## Given request A
In the shroud text, what kind of laser does the speaker say Di Lazzaro used?
## Given request B
Reproduce the section of the shroud text that opens with the words containing "He stopped to" and closes with "verifiable scientific processes.".

## Selected extract
⟨
What Di Lazzaro really accomplished
I typed the above headline on my iPad for a posting I was going to write and showed it to him. He was going to give me his views on how the image was made on the shroud.
“You can’t say that,” he said. “Sure enough, I did just dip a pickle spear in my beer. But you don’t know if I have ever done it before and if I ever will again, so you can’t say beers, plural. And you don’t know if I like to do it. You are assuming far too much.”
“Your point, being?”
He replied. “You’re assuming too much when you assume that the image on the shroud was created by chemistry you can understand. What Di Lazzaro really accomplished by using a uv excimer laser was to discard that assumption. There was no such source of light in the first century or the fourteenth century.”
He stopped to think, then continued: “Is Di Lazzaro saying that the image must have been created by a miracle or is he saying that we must look beyond our current understanding of nature? I’d like to think it was the latter.”
I did a quick search on my iPad. “Di Lazzaro wrote,” I said;
When one talks about a flash of light being able to colour a piece of linen in the same way as the shroud, discussion inevitably touches on things such as miracles and resurrection. But as scientists, we were concerned only with verifiable scientific processes.
⟩
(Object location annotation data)
⟨
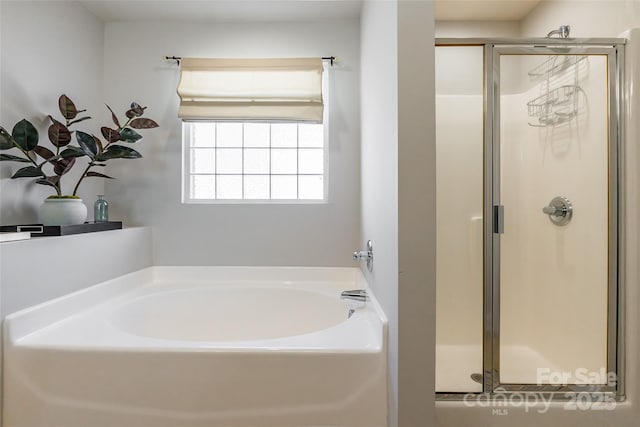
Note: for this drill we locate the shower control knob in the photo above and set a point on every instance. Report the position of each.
(560, 210)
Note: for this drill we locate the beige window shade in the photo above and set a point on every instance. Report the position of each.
(251, 89)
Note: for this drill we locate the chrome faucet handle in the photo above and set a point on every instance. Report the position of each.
(365, 255)
(355, 294)
(560, 210)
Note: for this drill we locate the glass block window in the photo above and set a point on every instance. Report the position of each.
(253, 162)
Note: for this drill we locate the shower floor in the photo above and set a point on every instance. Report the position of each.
(456, 363)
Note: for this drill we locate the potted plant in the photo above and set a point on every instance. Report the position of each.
(49, 166)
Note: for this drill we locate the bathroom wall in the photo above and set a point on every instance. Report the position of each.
(232, 234)
(416, 212)
(379, 159)
(42, 59)
(398, 192)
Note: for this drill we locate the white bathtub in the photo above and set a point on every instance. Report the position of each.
(200, 346)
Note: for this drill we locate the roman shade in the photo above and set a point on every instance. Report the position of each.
(251, 89)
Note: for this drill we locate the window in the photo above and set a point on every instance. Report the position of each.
(254, 130)
(253, 161)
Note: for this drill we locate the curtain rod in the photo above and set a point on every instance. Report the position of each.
(331, 59)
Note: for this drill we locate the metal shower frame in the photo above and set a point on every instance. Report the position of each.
(613, 48)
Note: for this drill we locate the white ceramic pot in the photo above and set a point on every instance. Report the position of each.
(62, 212)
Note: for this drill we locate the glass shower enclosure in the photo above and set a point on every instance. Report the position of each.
(528, 173)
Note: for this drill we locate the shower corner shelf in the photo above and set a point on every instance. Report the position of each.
(553, 66)
(554, 107)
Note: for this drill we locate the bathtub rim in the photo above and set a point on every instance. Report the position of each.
(18, 326)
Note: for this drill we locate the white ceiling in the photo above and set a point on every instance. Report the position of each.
(483, 10)
(223, 10)
(291, 10)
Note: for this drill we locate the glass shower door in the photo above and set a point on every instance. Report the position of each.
(556, 181)
(459, 178)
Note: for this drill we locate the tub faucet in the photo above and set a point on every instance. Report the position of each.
(365, 255)
(355, 294)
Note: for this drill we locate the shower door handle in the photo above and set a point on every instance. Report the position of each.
(498, 219)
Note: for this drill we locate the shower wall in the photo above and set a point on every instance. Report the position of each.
(554, 278)
(459, 136)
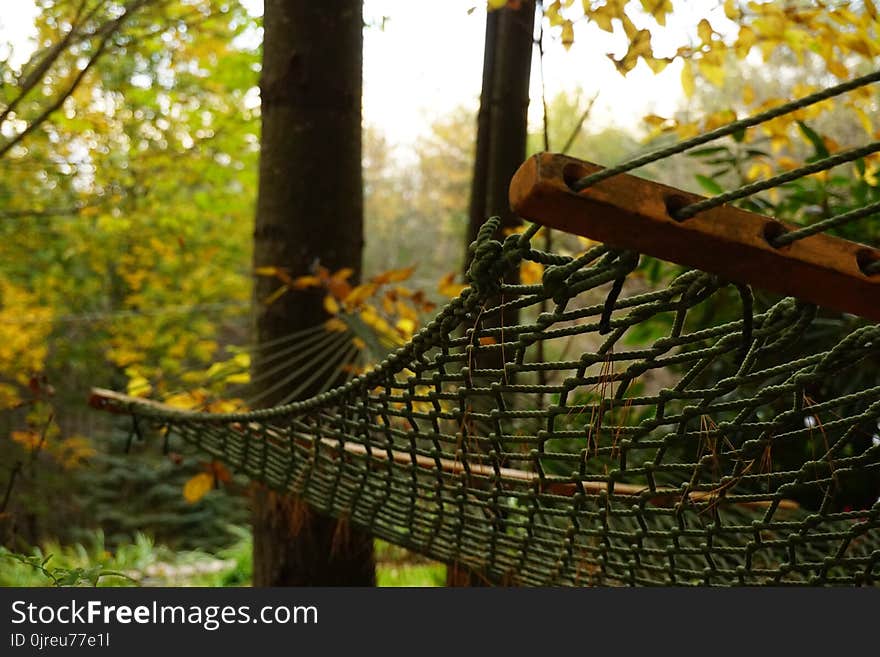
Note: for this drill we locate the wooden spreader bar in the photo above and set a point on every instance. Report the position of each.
(632, 213)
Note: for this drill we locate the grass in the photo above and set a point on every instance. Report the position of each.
(143, 563)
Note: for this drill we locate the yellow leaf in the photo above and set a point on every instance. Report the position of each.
(705, 31)
(640, 46)
(731, 10)
(531, 273)
(335, 325)
(330, 305)
(303, 282)
(711, 70)
(406, 327)
(359, 294)
(602, 16)
(394, 275)
(657, 64)
(864, 119)
(448, 287)
(687, 79)
(197, 487)
(277, 294)
(744, 41)
(28, 439)
(138, 386)
(658, 9)
(567, 34)
(836, 68)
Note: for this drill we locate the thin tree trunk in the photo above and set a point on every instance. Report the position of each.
⟩
## Written response A
A UV excimer laser.

## Written response B
He stopped to think, then continued: “Is Di Lazzaro saying that the image must have been created by a miracle or is he saying that we must look beyond our current understanding of nature? I’d like to think it was the latter.”
I did a quick search on my iPad. “Di Lazzaro wrote,” I said;
When one talks about a flash of light being able to colour a piece of linen in the same way as the shroud, discussion inevitably touches on things such as miracles and resurrection. But as scientists, we were concerned only with verifiable scientific processes.